--- GIVEN PASSAGE ---
I'd rather go to my EPG, go to the channel that a show/movie is on that I'm interested in, advance the guide to the appropriate time slot press the record button, select record entire series with no repeats then screw around typing the name of a show//move with a remote and an on screen keyboard. Don't really care about hard drive space. With a 500 GB and a 1 TB DVR from both DirecTV and TWC that is underutilized, hard drive space is irrelevant. That's 3TB worth of storage. I have Faith Hill's last SNF intro sitting on the DirecTV HR34 and last nights Ultimate Fighter sitting on my TWC Arris 3600. That's it. I watch A LOT of TV. 70+ shows are set to record on my DVRs. I need tuners, and lots of them. I don't need more then 100 or 150 GB of recording space. What I record I watch next day, with almost no exceptions unless I'm out of town. DVRs are not permanent archival media. Also don't 'binge watch' which I find to be an idiotic concept. Can't take watching the same characters in the same situations over and over. About the only time I'll watch two of the same show back to back is when my 30 minute reality shows air that way. Storage Wars, Shipping Wars and Pawn Stars being the main ones.
I've had a PS3 and Xbox 360, I have a PS4 and Xbox One. I have a smart TV, smart blu ray player and internet enabled A/V receiver. I've helped plenty of friends and family set these things up from all of the major manufactures. I find all of these IPTV apps to be much more cumbersome then just pressing a button or three on a cable or satellite box. The user interfaces on these things are also more convoluted then they should be and I'm willing to be these apps themselves (aside from the ones on the gaming consoles) are hardly ever updated. Sunday I cancelled my third free trial of Netflix in the past four years. I almost forgot I had it again, if I didn't get the email reminding me my free trial almost up. It's all old stuff that I've either seen before, have no interest in watching and a bunch of B movies. Last time I had Netflix I used it to watch the first few episodes of King of the Hill that I missed when they originally aired and never caught on Cartoon Network. I think KOTH has since been removed. This time I used it to watch the first four episodes of Shipping Wars, which I never saw. Also watched two and a half episodes of their original series whose name escapes me with Kevin Spacey. I couldn't take it anymore I was so bored with it.
---
▶ _TASK REQUIREMENTS_
Continue the post about DVRs and streaming apps, picking up right after its last sentence.
--- RECORDED DATA ---
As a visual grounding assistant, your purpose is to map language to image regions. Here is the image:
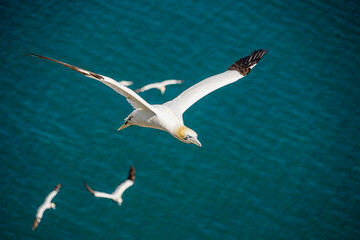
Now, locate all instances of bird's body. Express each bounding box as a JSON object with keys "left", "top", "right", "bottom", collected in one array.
[
  {"left": 119, "top": 80, "right": 134, "bottom": 87},
  {"left": 30, "top": 50, "right": 267, "bottom": 146},
  {"left": 32, "top": 184, "right": 61, "bottom": 231},
  {"left": 135, "top": 79, "right": 184, "bottom": 94},
  {"left": 84, "top": 166, "right": 135, "bottom": 205}
]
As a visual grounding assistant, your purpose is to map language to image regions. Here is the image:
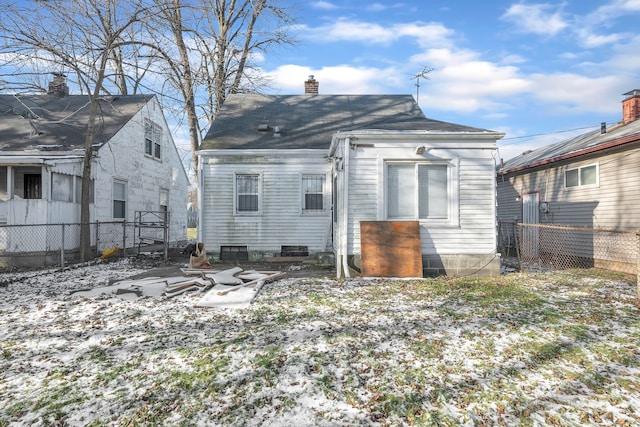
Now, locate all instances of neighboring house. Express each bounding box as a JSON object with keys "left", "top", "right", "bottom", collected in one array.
[
  {"left": 0, "top": 75, "right": 188, "bottom": 252},
  {"left": 198, "top": 76, "right": 503, "bottom": 276},
  {"left": 497, "top": 89, "right": 640, "bottom": 231}
]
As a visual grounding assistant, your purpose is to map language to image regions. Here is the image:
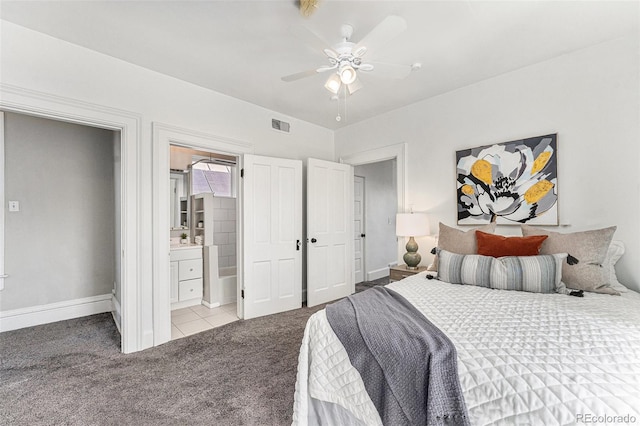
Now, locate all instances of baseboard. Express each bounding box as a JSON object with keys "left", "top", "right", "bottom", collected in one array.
[
  {"left": 111, "top": 294, "right": 122, "bottom": 334},
  {"left": 367, "top": 268, "right": 389, "bottom": 281},
  {"left": 0, "top": 293, "right": 113, "bottom": 332},
  {"left": 202, "top": 299, "right": 220, "bottom": 309}
]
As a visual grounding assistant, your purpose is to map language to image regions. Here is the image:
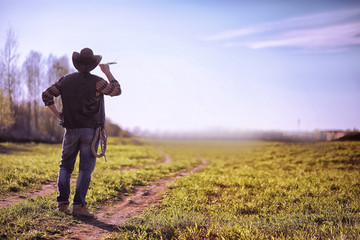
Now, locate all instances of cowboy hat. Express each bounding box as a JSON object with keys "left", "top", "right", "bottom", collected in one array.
[{"left": 72, "top": 48, "right": 102, "bottom": 72}]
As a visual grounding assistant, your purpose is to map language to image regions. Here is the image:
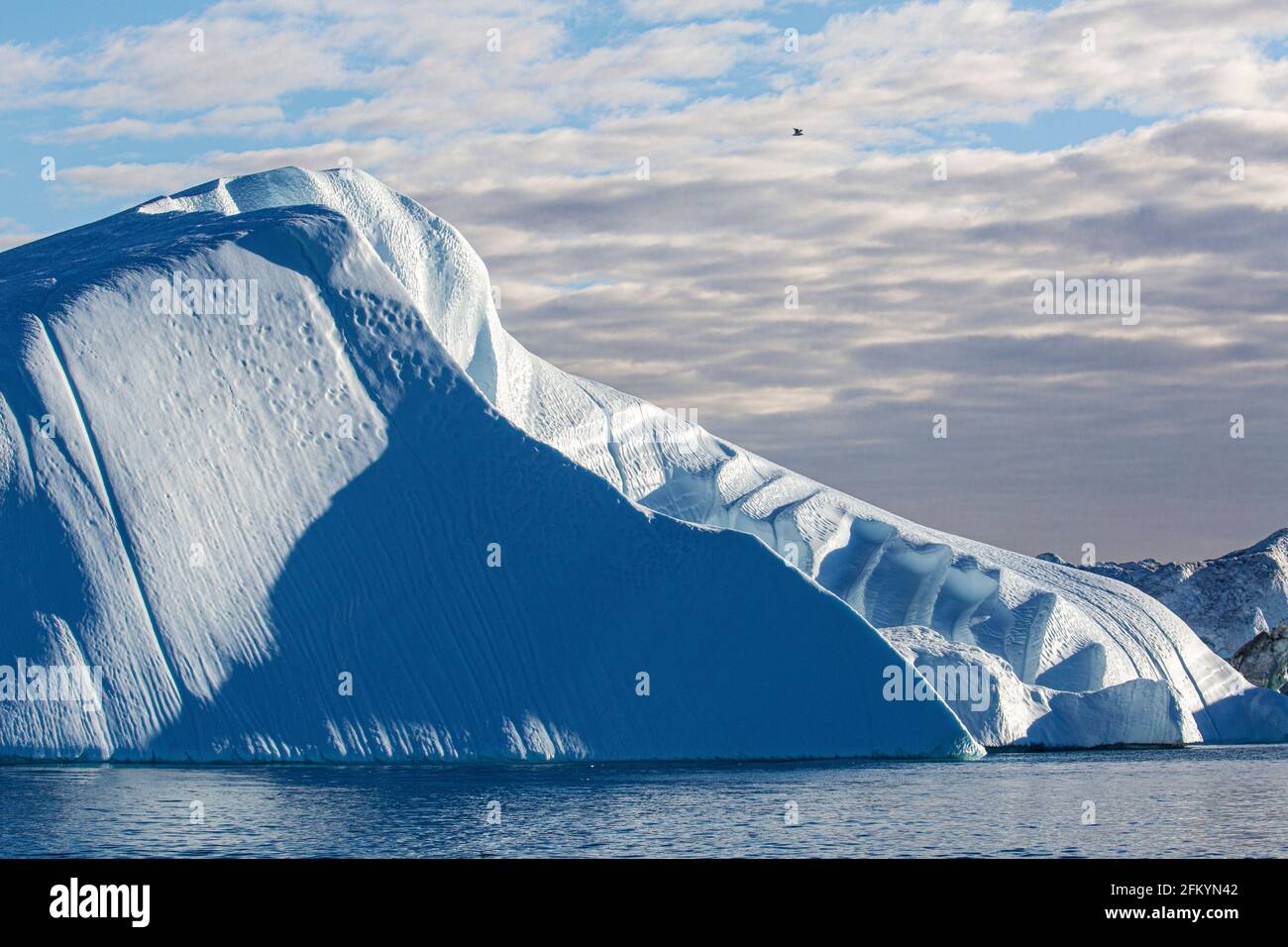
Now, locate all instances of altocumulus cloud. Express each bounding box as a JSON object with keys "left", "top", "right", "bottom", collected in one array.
[{"left": 0, "top": 0, "right": 1288, "bottom": 558}]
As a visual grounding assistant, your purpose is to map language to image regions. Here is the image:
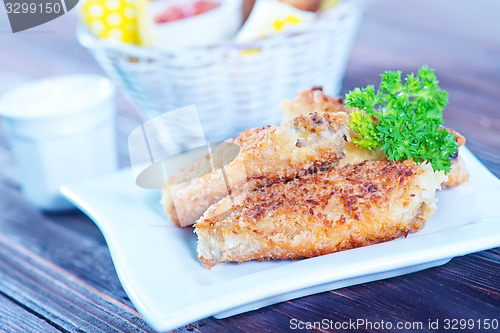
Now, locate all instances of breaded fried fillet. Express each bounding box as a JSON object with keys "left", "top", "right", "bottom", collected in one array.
[
  {"left": 195, "top": 160, "right": 444, "bottom": 268},
  {"left": 281, "top": 87, "right": 469, "bottom": 187},
  {"left": 162, "top": 113, "right": 349, "bottom": 226}
]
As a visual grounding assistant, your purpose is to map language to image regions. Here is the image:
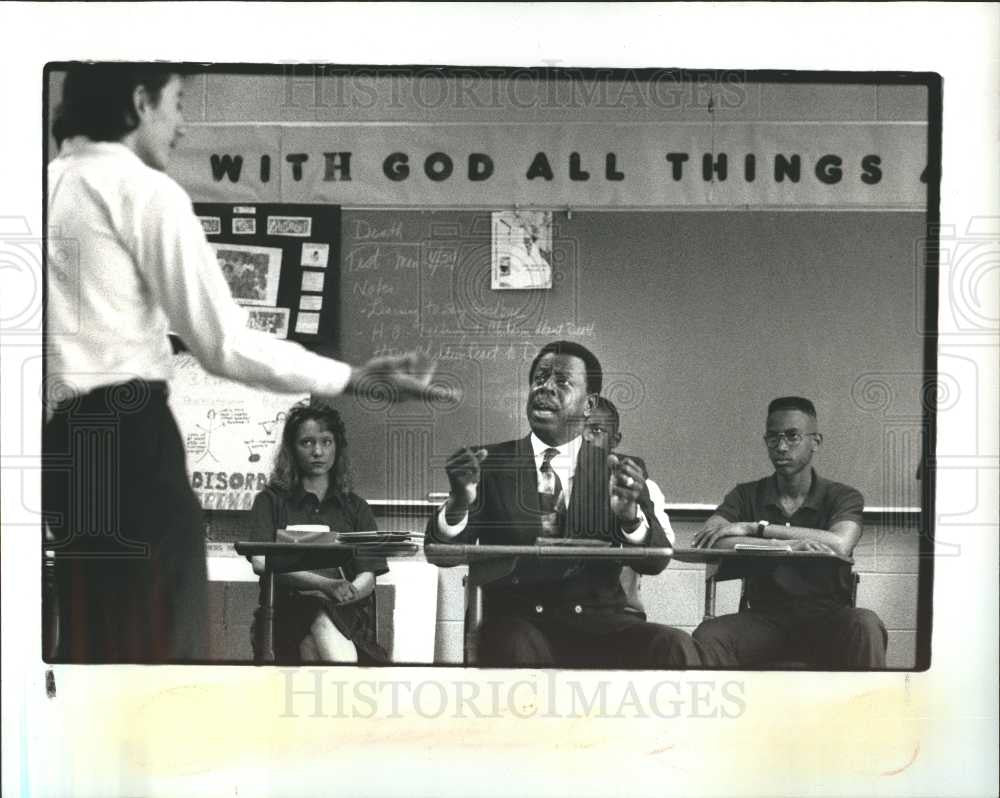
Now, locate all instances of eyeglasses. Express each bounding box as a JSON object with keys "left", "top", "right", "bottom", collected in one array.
[{"left": 764, "top": 430, "right": 816, "bottom": 449}]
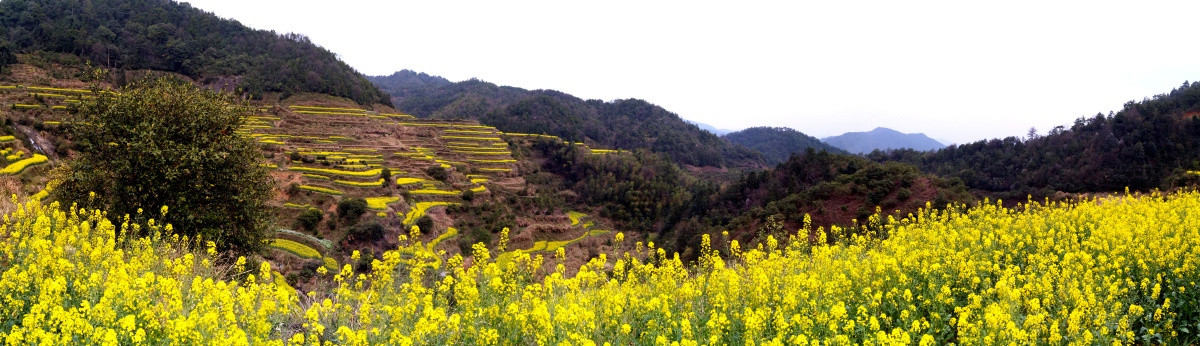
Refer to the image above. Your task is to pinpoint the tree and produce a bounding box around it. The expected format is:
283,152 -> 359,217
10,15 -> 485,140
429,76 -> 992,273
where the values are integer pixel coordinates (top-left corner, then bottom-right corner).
379,167 -> 391,187
337,198 -> 367,223
54,78 -> 274,253
296,208 -> 325,232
---
▶ _REPLY TO THE TASK_
On Memorial Day I watched the pilot episode of Jericho on Netflix only to see a few hours later it was airing on Pop (formerly TVGN Network). Picture quality and audio quality was much better on Pop HD on cable then it was on Netflix. Noticed the same thing years ago during my first free trial, when Netflix had their agreement with Starz. I'd flip back and forth between the same movie on Netflix as it was playing on Starz and there was no question which one was better. The whole live streaming of TV channels also baffles me. The one and only time I ever used any of the 'Watch' or 'Go' apps/websites was last summer during the World Cup. The company I work for is a subsidiary of a large corporation based in Europe and a bunch of the big wigs were in that week, so I let them borrow my laptop, logged into my Watch ESPN account gave them a projector and set it up in an unused conference room so they could watch it on the wall. Besides some NFL Sunday Ticket stuff, that is one of the very few times I've ever streamed anything live that I could just watch on ya know, satellite or cable.
It sounds like our personal experiences couldn't be any more different in this regard.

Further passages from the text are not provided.